I check the load in my 1911 just in case things get super hairy, make sure the safety is engaged – twice – and holster it with the firm knowledge that even a .45 is in no way a bullet proof vest. But all was for naught. I get up front and Clyde is… normal. Very normal. End of a long work day normal. As I explain that I can’t let him go out on the range, he is upset, but not unreasonably so, and he’s angry, but not anywhere near out of control, or at me. You see I have a fair bit of experience with abusive relationships. Abusers blame the person in front of them, begin crossing lines in an attempt to bully people into submission, and transfer responsibility for transgressions to the victim. This guy did none of this.

He just looked at me wryly and asked, “Do you have an ex-wife?”

It was then I was sure I had been hosed.  The facility where I worked had a contract with this guy. He had paid a tidy sum to be able to come in and shoot. He had self defense equipment he wanted to test. And he was a firefighter.

If you have read this blog a long, long time, you know I have a soft spot for firefighters. It takes a special kind of crazy to enter an inferno looking to pull people that can only be described as dead or deader on any kind of Schrödinger scale, cat or no. This was a guy that did the job of my Father. I kinda had to help if I could.

→ **Dataset records**:
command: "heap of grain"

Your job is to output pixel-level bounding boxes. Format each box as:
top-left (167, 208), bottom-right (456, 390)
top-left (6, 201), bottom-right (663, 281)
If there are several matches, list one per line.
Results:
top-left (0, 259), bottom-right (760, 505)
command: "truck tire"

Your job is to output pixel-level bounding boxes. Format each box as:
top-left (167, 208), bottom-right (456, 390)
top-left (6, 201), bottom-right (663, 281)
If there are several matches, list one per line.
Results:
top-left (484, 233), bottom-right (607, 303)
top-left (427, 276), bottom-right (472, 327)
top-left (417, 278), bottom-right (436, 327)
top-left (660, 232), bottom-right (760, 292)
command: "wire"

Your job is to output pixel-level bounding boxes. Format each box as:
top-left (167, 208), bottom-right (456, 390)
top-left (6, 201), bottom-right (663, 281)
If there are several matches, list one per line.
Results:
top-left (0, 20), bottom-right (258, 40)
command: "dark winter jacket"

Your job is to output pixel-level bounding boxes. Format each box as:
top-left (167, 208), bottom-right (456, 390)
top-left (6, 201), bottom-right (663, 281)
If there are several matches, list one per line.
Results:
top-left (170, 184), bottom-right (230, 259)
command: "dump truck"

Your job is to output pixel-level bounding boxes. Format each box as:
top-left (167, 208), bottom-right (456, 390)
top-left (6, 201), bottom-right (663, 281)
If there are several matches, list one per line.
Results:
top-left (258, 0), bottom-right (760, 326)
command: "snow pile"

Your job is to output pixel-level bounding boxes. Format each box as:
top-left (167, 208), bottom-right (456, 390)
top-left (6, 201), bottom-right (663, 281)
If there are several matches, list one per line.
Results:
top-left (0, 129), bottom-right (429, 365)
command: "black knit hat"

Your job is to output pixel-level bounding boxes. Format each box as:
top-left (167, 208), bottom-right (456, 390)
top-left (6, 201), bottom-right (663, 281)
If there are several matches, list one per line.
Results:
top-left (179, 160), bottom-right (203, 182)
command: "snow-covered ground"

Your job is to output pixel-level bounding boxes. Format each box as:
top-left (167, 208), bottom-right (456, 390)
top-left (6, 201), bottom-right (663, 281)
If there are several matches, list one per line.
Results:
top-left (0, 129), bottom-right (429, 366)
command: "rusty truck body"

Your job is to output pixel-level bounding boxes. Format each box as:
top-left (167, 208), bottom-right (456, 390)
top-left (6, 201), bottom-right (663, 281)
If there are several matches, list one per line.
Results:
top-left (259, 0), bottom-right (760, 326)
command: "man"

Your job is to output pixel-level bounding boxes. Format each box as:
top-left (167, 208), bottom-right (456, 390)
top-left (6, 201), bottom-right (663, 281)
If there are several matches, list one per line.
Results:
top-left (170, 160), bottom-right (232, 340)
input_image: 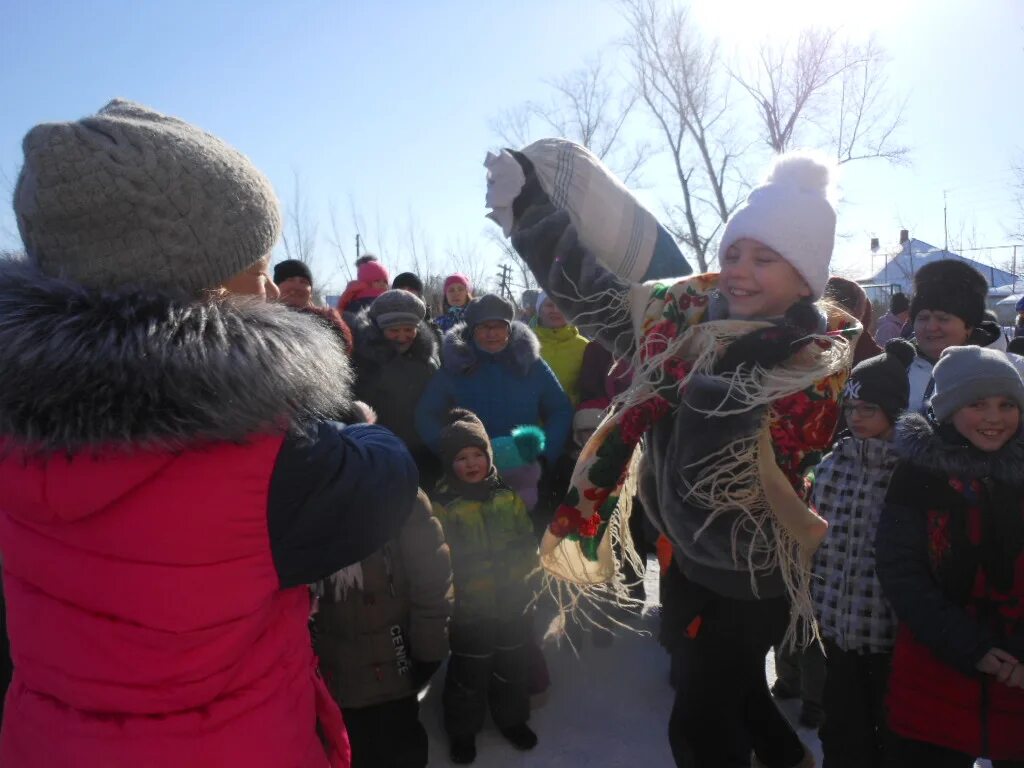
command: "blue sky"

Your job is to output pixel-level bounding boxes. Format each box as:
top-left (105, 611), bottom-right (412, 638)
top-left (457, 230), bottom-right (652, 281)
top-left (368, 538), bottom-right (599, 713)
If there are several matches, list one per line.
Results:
top-left (0, 0), bottom-right (1024, 284)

→ **Stated problem A**:
Answer these from the excerpt about Clyde at the shooting range:
(i) What pistol does the narrator check and holster?
(ii) What question does Clyde ask the narrator?
(iii) What is Clyde's job?
→ **Stated problem B**: According to the excerpt about Clyde, why did the narrator feel bound to help him? Answer in one to three sentences.
→ **Stated problem C**: Write the next part of the excerpt about Clyde, picking up after its last sentence.

→ **Written reply A**:
(i) A 1911, a .45.
(ii) "Do you have an ex-wife?"
(iii) He is a firefighter.

→ **Written reply B**: Clyde was a firefighter, and the narrator has a soft spot for firefighters because it takes a special kind of crazy to go into an inferno to pull people out. He was also doing the same job the narrator's father did.

→ **Written reply C**:
So I offered to go out on the range with him. In the interest of safety I would be there and in that way I could… well, I didn’t really think it that far ahead. So there we were, out on the range. He had a Glock 19, a black polymer pistol in a hybrid inside the waistband holster on one hip. He put his target out at seven yards – pretty far for emergency self defense practice, really – and started his routine of: Draw. Aim. Shoot. Shoot. Check. Holster.

Again and again, Draw. Aim. Shoot. Shoot. Check. Holster. Draw. Aim. Shoot. Shoot. Check. Holster. Draw-Aim-Shoot-Shoot-Check-Holster. Draw-Aim-Shoot-Shoot-Check-Holster. Draw-Aim-Shoot-Shoot-Check-Holster. Every time, I watch two empty pieces of brass arc out of the weapon, spent. All this time, I am not watching his target. I am not watching the holes appear. I am watching the gun.

And every tendon in my body is thrumming as if conducting 10,000 volts.

Because from the very first moment, I realize that the motion that brings a gun out of the holster and snaps it onto target needs so little modification to put it into a mouth, or under a chin. Or even point it backwards to lame the chubby little manager behind him so that he can continue to Valhalla unimpeded.

Faster than a set of flash-bumper scenes out of a cheesy action movie, I had begun gaming the situation. How to grab the gun, where to wrestle it, how to disable it, where in the hell I would point it!

Before his second set of shots I realized that I had judged the man, then allowed him entry onto an active range with dozens of men, women, and children who were all merrily practicing the shooting sports, no idea why the fat guy on lane two was staring so intently, sweat pouring off of him.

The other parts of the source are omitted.